> **Requirements**:
Reproduce the data below line for line, leaving out the pictures.

> **Entries**:

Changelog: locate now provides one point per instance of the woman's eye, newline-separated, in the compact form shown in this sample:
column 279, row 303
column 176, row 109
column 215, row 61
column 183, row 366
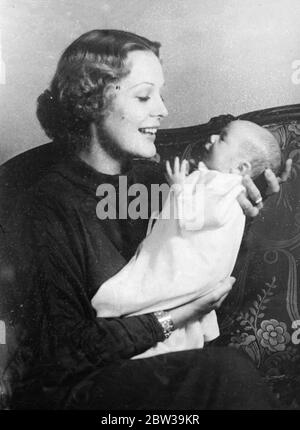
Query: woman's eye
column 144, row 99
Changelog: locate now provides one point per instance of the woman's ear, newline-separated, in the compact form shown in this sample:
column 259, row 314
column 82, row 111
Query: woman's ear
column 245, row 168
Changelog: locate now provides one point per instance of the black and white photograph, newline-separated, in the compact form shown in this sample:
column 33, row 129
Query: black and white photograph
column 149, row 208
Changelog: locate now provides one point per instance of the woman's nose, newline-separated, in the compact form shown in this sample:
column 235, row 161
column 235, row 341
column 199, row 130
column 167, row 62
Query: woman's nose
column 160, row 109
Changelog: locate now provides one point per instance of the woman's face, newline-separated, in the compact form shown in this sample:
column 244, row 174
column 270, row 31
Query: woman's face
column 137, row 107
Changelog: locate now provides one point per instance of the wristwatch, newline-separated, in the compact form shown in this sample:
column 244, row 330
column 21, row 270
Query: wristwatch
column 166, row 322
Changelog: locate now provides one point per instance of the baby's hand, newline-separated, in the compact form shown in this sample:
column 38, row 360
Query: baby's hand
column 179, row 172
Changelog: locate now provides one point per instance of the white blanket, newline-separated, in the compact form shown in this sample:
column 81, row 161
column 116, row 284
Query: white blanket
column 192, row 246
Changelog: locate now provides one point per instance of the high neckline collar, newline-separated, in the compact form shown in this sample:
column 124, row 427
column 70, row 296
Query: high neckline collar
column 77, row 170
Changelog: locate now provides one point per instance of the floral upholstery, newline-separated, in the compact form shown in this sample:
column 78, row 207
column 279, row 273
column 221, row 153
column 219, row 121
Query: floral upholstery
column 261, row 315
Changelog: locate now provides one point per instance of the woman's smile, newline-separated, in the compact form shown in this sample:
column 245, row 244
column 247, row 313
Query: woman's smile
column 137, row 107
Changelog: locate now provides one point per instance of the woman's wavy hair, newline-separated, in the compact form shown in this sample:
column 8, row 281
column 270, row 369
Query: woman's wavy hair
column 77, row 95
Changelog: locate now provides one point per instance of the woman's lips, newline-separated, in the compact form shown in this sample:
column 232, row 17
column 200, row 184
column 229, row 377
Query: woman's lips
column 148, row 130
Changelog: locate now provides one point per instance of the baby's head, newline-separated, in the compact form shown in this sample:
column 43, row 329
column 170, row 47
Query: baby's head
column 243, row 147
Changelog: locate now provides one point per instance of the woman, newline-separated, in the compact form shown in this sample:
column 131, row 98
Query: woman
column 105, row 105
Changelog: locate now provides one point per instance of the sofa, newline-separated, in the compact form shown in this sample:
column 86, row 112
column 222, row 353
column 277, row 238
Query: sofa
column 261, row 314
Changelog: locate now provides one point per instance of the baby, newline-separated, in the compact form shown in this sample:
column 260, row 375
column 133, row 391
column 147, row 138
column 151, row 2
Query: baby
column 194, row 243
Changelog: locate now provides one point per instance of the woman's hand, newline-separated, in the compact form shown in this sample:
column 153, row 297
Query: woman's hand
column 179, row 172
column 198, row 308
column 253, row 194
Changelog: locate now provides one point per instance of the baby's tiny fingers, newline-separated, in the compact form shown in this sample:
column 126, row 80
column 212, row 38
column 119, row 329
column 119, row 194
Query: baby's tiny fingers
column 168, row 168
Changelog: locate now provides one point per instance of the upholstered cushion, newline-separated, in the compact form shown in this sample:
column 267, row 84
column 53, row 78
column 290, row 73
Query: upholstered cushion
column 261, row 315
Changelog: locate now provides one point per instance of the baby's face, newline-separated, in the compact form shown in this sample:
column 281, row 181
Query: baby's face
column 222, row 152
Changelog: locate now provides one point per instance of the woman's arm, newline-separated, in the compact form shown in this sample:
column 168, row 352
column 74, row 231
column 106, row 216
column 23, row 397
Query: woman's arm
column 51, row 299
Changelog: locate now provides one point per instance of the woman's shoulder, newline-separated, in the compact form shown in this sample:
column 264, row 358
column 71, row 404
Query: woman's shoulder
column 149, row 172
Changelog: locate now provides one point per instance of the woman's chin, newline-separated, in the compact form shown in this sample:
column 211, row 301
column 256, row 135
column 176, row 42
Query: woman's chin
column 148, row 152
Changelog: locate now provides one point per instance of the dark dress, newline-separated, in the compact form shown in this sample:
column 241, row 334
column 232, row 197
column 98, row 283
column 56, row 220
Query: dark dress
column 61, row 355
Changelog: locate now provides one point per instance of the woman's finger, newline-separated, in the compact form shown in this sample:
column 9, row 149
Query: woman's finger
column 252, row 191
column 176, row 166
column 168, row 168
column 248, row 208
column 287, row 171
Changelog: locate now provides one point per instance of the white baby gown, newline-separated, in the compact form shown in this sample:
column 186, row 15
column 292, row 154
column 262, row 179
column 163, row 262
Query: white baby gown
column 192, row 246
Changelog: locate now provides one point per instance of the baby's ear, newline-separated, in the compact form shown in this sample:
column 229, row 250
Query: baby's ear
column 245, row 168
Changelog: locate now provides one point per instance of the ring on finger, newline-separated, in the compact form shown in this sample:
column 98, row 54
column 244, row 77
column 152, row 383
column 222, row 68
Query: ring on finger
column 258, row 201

> **Task result**:
Changelog: locate now provides one point per instance of the woman's eye, newline-separated, in the compact form shown in this sample:
column 279, row 303
column 176, row 109
column 215, row 61
column 183, row 366
Query: woman's eye
column 144, row 99
Changelog: locate now provides one point per instance of the woman's ear, newline-separated, in the compact form shown in this sample:
column 259, row 314
column 82, row 111
Query: woman's ear
column 245, row 168
Changelog: locate now provides one point per instance of the black and white photograph, newline-separated, in the compact form shown in this sample:
column 33, row 129
Query: black and white photograph
column 149, row 208
Changelog: locate now provides one point per instance of the woman's nose, newline-separated, in the compact form shown in this sample:
column 235, row 161
column 235, row 341
column 199, row 130
column 167, row 62
Query: woman's nose
column 160, row 109
Changelog: locate now provides one point per instance of the woman's face, newline-separated, in the compact form shown in this sample:
column 244, row 174
column 270, row 31
Query: woman's face
column 137, row 107
Changelog: locate now provides one point per instance of the wristwatch, newline-separated, in the compact form shown in this sample:
column 244, row 330
column 21, row 270
Query: wristwatch
column 166, row 322
Changelog: locate now provides one point per instance of the baby's hand, newline-separated, in the compact form shown in this sample:
column 38, row 360
Query: baby's hand
column 179, row 172
Changelog: locate now provides one point per instance of the white blanket, newline-separated, in the compact form shown in this sample:
column 81, row 161
column 116, row 284
Query: white blanket
column 192, row 246
Changelog: locate now provides one point per instance of the high neckline collar, newline-separated, in the compact form shown in this sample:
column 124, row 427
column 70, row 296
Query: high neckline collar
column 77, row 170
Changelog: locate now provides one point per instance of the floral upholstery, newline-separated, in the compact form shown in this sample:
column 78, row 207
column 279, row 273
column 221, row 153
column 219, row 121
Query: floral upholstery
column 261, row 315
Changelog: locate now provides one point per instance of the woman's smile, newline-separated, in the compact form shown in this sample:
column 245, row 244
column 247, row 313
Query: woman's smile
column 137, row 107
Changelog: locate now provides one point per instance of the woman's wavy hair, newline-separated, in the compact form shown in this sample:
column 8, row 281
column 270, row 369
Query: woman's wavy hair
column 77, row 95
Changelog: locate now provides one point per instance of the woman's lips, newline-separated, in the compact form shown in this sample:
column 232, row 17
column 200, row 184
column 229, row 377
Query: woman's lips
column 148, row 130
Changelog: locate now provides one point per instance of the baby's head, newline-separated, in the compact form shown in this sample:
column 43, row 329
column 170, row 47
Query: baby's head
column 243, row 147
Changelog: locate now provides one point per instance of the woman, newline-separated, in the compact form shown in this sample:
column 131, row 98
Query: woman
column 105, row 105
Changelog: locate now provides one point per instance of the sofa, newline-separated, in the compact form shown in this sample:
column 86, row 112
column 222, row 353
column 277, row 238
Query: sofa
column 261, row 314
Changelog: locate now provides one point per instance of the baby, newline-separated, in the compact form shown in this sample:
column 260, row 375
column 133, row 391
column 147, row 138
column 151, row 2
Query: baby
column 194, row 243
Changelog: locate now provides one point per instance of the woman's hand, newline-separated, in the compact form shown in this sample:
column 153, row 297
Query: woman's hand
column 179, row 172
column 198, row 308
column 253, row 194
Changelog: locate now provides one point per instance of the baby's tiny fingers, newline-separated, in the compact form shown in this sample:
column 126, row 80
column 212, row 38
column 119, row 329
column 119, row 194
Query: baby's tiny fingers
column 168, row 168
Changelog: locate now provides one point per instance of the upholstered cushion, newline-separated, in the compact form shown in this sample:
column 267, row 84
column 53, row 78
column 290, row 73
Query: upholstered cushion
column 261, row 315
Changelog: locate now provides one point per instance of the baby's face, newline-separated, in the compact form shown in this sample:
column 281, row 181
Query: baby's face
column 222, row 152
Changelog: locate now provides one point per instance of the woman's arm, newline-separated, in the compact form shown in this sample:
column 168, row 352
column 74, row 231
column 106, row 216
column 23, row 397
Query: woman's arm
column 51, row 299
Changelog: locate now provides one point per instance of the woman's shoulder, newline-separated, in the compact form shown in this sample:
column 264, row 358
column 71, row 404
Query: woman's shoulder
column 149, row 172
Changelog: locate now provides one point per instance of the woman's chin, newline-separated, in the compact form shown in this sample:
column 211, row 301
column 256, row 135
column 176, row 42
Query: woman's chin
column 148, row 152
Changelog: locate now provides one point per instance of the dark dress, newline-separated, in the compact form shown in this sample:
column 241, row 334
column 232, row 197
column 98, row 283
column 56, row 220
Query: dark dress
column 61, row 355
Changelog: locate now provides one point per instance of the woman's finger, newline-separated, in the compact form shown in this sample:
column 9, row 149
Query: woman's finger
column 252, row 191
column 176, row 166
column 168, row 168
column 248, row 208
column 287, row 171
Changelog: locate now provides one point per instance of the white baby gown, newline-separated, in the compact form shown in this sample:
column 186, row 15
column 292, row 154
column 262, row 179
column 163, row 262
Query: white baby gown
column 192, row 246
Changelog: locate now provides one point per instance of the baby's ear, newline-separated, in the compact form shown in this sample:
column 229, row 250
Query: baby's ear
column 245, row 168
Changelog: locate now provides one point per instance of the ring on finger, newline-separated, in the compact form shown in this sample:
column 98, row 54
column 244, row 77
column 152, row 383
column 222, row 68
Query: ring on finger
column 258, row 201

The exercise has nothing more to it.